=== Written problem 1 ===
Extract each line from the entries below that contains the string "wall".

=== Selection ===
Feb. 20 Medal Count: Alysa Liu, Team USA Surge as Norway Hits 17 Gold

Looking for the latest 2026 Milano Cortina Winter Olympics medal count? Below is the updated table and the Feb. 20 results that are moving the standings right now.


2026 Winter Olympics medal count (Milano Cortina) — live updates

Last updated: Friday, Feb. 20, 2026 at 9:54 a.m. ET
Top takeaway: Norway remains No. 1 with 17 gold medals and 36 total medals, widening its lead at the top. Team USA is holding at 9 gold (27 total), while host Italy sits at 9 gold (26 total) as the late-Games medal rush continues.

At a glance (gold-first): Norway 17 | USA 9 | Italy 9 | Germany 6 | France 6 | Netherlands 6 | Switzerland 6 | Sweden 6

Biggest movers today

  • Norway: reached 17 gold, a new single-Games benchmark for gold medals by one nation at a Winter Olympics.

  • Team USA: the U.S. is still sitting at 9 gold, driven by high-visibility wins headlined by Alysa Liu in figure skating and the U.S. women’s hockey team in a rivalry gold-medal thriller.

  • Speed skating spotlight: American star Jordan Stolz added a silver in the men’s 1,500m as China’s Ning Zhongyan won gold in an Olympic record.

What’s next (next 12 hours): More finals are still on deck across ice and snow events, and those sessions can reshuffle the mid-table quickly, especially among the countries stacked at six gold.

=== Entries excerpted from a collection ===
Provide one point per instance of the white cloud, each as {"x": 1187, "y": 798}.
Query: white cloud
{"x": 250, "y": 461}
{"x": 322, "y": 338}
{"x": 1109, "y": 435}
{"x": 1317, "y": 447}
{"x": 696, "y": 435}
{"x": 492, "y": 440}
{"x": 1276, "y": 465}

* * *

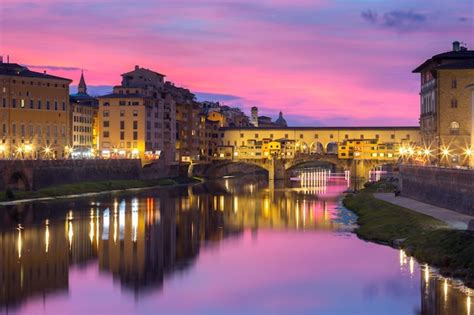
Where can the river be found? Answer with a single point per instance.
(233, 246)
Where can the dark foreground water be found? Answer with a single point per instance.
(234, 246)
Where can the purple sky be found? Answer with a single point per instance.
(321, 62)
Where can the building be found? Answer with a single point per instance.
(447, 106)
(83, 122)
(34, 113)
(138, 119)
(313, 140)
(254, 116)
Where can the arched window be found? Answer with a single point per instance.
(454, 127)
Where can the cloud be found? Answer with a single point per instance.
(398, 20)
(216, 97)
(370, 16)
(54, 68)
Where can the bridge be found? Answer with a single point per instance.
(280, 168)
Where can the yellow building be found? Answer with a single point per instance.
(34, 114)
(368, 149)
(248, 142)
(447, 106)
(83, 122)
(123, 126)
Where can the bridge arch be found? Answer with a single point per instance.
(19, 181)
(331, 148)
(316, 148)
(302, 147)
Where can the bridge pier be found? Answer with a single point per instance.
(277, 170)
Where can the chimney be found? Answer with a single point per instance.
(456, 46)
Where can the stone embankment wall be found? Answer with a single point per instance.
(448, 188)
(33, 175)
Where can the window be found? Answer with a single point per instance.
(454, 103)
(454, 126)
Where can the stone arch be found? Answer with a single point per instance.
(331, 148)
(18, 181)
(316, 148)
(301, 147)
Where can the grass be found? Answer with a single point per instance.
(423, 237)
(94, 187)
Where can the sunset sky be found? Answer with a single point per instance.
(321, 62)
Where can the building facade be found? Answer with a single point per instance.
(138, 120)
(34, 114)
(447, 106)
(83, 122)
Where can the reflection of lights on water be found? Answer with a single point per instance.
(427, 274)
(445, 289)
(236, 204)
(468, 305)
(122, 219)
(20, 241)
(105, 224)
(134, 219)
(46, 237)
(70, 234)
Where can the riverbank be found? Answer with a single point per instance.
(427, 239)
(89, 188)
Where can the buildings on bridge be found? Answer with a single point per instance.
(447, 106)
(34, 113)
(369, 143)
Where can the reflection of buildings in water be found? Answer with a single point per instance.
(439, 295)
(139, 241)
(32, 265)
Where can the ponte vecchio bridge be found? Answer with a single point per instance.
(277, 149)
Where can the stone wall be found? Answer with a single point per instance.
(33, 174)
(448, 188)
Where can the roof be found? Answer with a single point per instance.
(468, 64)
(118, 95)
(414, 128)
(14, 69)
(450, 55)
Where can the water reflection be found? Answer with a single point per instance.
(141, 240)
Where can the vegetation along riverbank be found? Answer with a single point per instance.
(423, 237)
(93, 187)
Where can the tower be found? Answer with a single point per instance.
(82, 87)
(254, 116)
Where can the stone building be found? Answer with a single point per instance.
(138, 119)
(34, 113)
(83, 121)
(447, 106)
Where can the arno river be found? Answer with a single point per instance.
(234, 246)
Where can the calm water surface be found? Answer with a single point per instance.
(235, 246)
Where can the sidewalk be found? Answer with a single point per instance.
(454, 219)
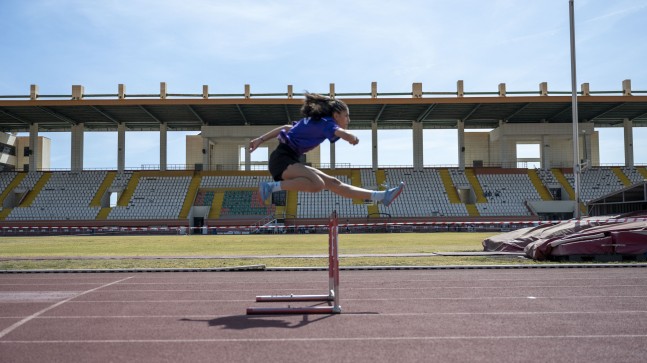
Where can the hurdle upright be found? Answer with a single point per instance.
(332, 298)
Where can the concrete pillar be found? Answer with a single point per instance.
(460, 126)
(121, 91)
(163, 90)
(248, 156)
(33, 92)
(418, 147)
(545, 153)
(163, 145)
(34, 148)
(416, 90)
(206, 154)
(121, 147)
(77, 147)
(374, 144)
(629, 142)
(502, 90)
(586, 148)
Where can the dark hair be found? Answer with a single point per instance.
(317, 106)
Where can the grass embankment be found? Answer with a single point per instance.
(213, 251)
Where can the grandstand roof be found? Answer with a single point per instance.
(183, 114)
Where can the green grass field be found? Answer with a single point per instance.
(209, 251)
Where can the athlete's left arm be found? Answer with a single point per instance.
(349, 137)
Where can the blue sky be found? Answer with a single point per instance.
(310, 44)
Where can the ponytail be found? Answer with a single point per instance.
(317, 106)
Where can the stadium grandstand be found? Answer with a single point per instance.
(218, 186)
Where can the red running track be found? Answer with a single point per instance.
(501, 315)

=== Written problem 2 ===
Retype the medal count article above, starting at "At a glance" and ending at "rivalry gold-medal thriller.", with no change to any word.

=== Problem solution 1 ===
Where can the stone embankment wall be found? Answer with a single point per instance.
Where can the stone wall be found? Answer with a single point per instance.

=== Problem solution 2 ===
At a glance (gold-first): Norway 17 | USA 9 | Italy 9 | Germany 6 | France 6 | Netherlands 6 | Switzerland 6 | Sweden 6

Biggest movers today

  • Norway: reached 17 gold, a new single-Games benchmark for gold medals by one nation at a Winter Olympics.

  • Team USA: the U.S. is still sitting at 9 gold, driven by high-visibility wins headlined by Alysa Liu in figure skating and the U.S. women’s hockey team in a rivalry gold-medal thriller.